=== Задания к выполнению ===
1. Поэтом чего назван Рильке в приведенном фрагменте?
2. Перепишите из приведенного фрагмента всё от слов «А ее заполняет» и до слов «возлюбленной этим восприятием.» включительно.

=== Приведенный фрагмент ===
«Не думала о человеке, что шел впереди» приближается к психологическим, субъективным ее уровням, фактически идя от внешних к более внутренним и, если можно так сказать, более теплым, поскольку «время» — более отвлеченное понятие, нежели «человек». Она определяется этими понятиями, но она ими не является: она их заполняет.
А ее заполняет смерть. Основная метафора в следующих четырех строках — сосуд, определяемый в большей степени своим содержанием, нежели своей формой и рисунком. Громоздкость или, точнее, грузность этой формы вводит неявный, но тем не менее чрезвычайно осязаемый образ беременности, подчеркивающий насыщенность и таинственность нового состояния Эвридики, равно как и его отчуждающий аспект — полный уход в себя. Естественно, что во фразе «та, чей близок срок» слышится глубокое горе, перерастающее в чувство вины за то, что ты остался жив, — говоря точнее, за то, что воспринимаешь смерть извне, фактически — вины за наполнение возлюбленной этим восприятием.
Это — Рильке в ударе. Он — поэт изоляции, и умение изолировать свой субъект — его сильная сторона. Дайте ему субъект, и он немедленно превратит его в объект, изымет его из контекста и проникнет в его сердцевину, вложив в него свою исключительную эрудицию, интуицию и дар аллюзий. В результате получается, что субъект, наделенный интенсивностью его внимания и воображения, становится его собственностью. Смерть, в особенности смерть другого, безусловно, оправдывает такой подход.

=== Предоставленные строки ===
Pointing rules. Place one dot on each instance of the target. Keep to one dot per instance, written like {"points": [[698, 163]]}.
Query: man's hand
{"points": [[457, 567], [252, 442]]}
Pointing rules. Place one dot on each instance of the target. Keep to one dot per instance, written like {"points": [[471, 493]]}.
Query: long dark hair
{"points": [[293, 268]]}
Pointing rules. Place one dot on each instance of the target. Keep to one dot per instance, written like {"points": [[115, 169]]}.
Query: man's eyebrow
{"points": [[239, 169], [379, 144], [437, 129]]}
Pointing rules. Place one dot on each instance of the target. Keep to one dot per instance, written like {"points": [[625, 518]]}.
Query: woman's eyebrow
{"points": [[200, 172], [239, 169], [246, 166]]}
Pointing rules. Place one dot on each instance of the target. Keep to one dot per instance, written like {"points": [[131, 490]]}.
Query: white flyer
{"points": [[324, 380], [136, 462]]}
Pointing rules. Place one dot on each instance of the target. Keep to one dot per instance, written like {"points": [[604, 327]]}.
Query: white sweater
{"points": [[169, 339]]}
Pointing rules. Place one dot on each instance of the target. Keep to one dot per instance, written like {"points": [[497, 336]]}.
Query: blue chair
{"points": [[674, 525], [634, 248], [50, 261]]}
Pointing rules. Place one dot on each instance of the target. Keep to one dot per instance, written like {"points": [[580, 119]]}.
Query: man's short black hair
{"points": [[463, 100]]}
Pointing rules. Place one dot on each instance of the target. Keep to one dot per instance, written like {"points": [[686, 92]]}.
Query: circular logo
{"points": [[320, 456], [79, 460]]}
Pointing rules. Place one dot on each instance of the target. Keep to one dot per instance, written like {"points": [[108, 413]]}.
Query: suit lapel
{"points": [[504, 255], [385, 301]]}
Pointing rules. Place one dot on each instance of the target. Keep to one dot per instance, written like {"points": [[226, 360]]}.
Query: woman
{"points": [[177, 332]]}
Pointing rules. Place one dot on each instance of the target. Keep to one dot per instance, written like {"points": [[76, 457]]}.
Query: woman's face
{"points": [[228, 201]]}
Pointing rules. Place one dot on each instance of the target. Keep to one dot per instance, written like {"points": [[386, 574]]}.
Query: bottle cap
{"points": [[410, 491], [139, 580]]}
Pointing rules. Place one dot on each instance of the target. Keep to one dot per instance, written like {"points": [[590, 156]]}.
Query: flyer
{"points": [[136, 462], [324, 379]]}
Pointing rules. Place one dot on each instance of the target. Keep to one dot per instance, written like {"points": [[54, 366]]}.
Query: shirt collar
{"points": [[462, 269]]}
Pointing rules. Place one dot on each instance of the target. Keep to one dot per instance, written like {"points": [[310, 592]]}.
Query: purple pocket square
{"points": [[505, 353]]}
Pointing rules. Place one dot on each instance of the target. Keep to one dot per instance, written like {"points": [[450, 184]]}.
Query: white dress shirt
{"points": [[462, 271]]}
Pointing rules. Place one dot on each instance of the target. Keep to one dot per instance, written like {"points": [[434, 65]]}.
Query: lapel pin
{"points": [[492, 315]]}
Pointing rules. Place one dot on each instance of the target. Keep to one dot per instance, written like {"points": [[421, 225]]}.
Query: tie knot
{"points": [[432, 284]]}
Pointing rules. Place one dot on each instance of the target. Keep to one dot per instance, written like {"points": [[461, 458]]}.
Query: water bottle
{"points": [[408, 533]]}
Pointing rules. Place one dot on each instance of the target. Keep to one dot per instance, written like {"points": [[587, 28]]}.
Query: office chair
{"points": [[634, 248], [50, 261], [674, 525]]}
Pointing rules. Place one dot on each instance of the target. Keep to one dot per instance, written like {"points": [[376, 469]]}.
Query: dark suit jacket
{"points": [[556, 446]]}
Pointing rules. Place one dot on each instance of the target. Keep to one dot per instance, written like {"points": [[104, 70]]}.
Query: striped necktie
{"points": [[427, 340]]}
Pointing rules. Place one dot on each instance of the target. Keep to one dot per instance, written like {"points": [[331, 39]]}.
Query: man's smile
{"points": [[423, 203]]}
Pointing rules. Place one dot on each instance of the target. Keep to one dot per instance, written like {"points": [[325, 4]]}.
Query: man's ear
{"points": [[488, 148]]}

=== Ответы ===
1. Поэтом изоляции.

2.
А ее заполняет смерть. Основная метафора в следующих четырех строках — сосуд, определяемый в большей степени своим содержанием, нежели своей формой и рисунком. Громоздкость или, точнее, грузность этой формы вводит неявный, но тем не менее чрезвычайно осязаемый образ беременности, подчеркивающий насыщенность и таинственность нового состояния Эвридики, равно как и его отчуждающий аспект — полный уход в себя. Естественно, что во фразе «та, чей близок срок» слышится глубокое горе, перерастающее в чувство вины за то, что ты остался жив, — говоря точнее, за то, что воспринимаешь смерть извне, фактически — вины за наполнение возлюбленной этим восприятием.